──────── Data in this exercise ────────
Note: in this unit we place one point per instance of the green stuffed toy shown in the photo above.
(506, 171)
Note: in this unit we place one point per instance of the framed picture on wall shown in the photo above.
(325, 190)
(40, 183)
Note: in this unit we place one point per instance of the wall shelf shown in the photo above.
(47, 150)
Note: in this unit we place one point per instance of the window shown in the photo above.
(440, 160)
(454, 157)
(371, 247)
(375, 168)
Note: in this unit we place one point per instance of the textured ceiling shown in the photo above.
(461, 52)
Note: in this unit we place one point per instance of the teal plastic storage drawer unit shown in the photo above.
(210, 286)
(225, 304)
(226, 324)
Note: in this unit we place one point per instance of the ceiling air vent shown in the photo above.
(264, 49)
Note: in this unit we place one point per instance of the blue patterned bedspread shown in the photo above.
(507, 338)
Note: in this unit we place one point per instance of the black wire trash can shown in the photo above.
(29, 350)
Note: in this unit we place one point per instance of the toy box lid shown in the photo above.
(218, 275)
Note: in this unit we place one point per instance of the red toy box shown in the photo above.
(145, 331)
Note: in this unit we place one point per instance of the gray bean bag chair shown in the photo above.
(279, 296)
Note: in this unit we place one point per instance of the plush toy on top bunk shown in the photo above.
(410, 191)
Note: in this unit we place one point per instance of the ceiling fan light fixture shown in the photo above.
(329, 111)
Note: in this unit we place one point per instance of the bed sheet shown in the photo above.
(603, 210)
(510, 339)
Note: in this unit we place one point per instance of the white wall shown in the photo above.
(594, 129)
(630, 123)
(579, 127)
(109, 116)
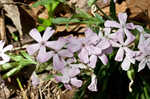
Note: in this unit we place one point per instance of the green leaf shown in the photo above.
(49, 77)
(41, 28)
(7, 66)
(100, 18)
(82, 15)
(42, 2)
(16, 58)
(12, 72)
(61, 20)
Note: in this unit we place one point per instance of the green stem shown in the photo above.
(21, 88)
(19, 83)
(106, 16)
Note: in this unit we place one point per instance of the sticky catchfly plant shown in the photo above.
(4, 57)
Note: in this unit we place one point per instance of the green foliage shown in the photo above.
(17, 64)
(91, 2)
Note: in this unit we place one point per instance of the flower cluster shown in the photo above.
(4, 57)
(70, 54)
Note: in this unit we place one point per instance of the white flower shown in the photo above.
(93, 85)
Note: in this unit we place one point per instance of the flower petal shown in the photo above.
(93, 60)
(58, 63)
(35, 35)
(142, 65)
(31, 49)
(48, 33)
(72, 72)
(120, 54)
(43, 56)
(125, 64)
(130, 37)
(35, 79)
(104, 59)
(76, 82)
(93, 85)
(130, 26)
(56, 45)
(7, 48)
(96, 50)
(83, 55)
(65, 53)
(5, 58)
(122, 18)
(1, 45)
(109, 24)
(103, 44)
(67, 86)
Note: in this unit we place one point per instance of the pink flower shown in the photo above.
(144, 48)
(93, 85)
(43, 42)
(85, 46)
(58, 53)
(5, 58)
(69, 72)
(35, 80)
(123, 28)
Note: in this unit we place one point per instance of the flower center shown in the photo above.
(43, 43)
(1, 58)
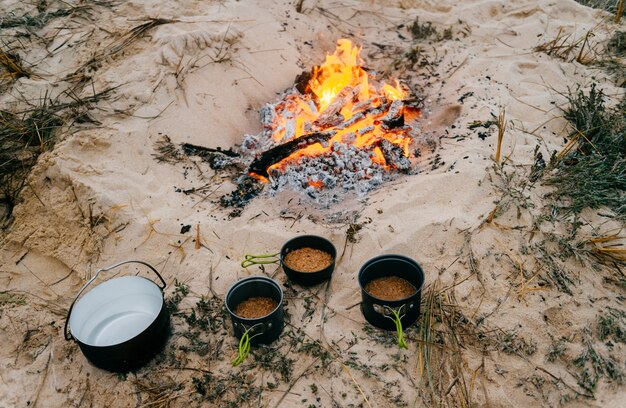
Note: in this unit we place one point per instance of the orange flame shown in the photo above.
(343, 99)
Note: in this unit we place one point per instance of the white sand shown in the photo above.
(202, 80)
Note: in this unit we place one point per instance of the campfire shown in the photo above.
(337, 128)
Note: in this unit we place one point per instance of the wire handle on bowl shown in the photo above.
(66, 332)
(244, 345)
(263, 259)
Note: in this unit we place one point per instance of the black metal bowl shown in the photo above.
(378, 311)
(265, 329)
(120, 324)
(310, 241)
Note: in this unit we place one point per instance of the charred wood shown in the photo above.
(276, 154)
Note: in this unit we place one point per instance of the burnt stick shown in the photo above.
(272, 156)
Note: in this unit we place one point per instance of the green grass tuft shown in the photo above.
(590, 172)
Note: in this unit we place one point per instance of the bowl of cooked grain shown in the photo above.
(308, 259)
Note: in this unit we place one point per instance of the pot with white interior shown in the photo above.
(120, 324)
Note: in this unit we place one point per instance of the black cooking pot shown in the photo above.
(310, 241)
(265, 329)
(120, 324)
(379, 312)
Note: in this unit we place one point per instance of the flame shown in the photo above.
────────
Your task: Starting with the line that contains "stick shown in the photo above." and going on through the end of the entries, turn each line into a string in a JSON list, one string per line and no blank lines.

Answer to this exercise:
[
  "Note: in this unit we place one point per instance of the burnt stick shown in the photo above.",
  "(272, 156)",
  "Note: in this unit we place one point per instance of the green grass tuft shown in the photo above.",
  "(590, 172)",
  "Note: in this unit we place one point per instance of the bowl of cooked grain shown in the photo above.",
  "(308, 259)",
  "Note: in this unit we place one point per instance of the pot with white interior shown in the photo above.",
  "(120, 324)",
  "Note: in this unit we place one point per instance of the black cooking pot shown in the photo above.",
  "(310, 241)",
  "(265, 329)",
  "(120, 324)",
  "(379, 312)",
  "Note: in this unit we place one point per instance of the flame shown in the photo above."
]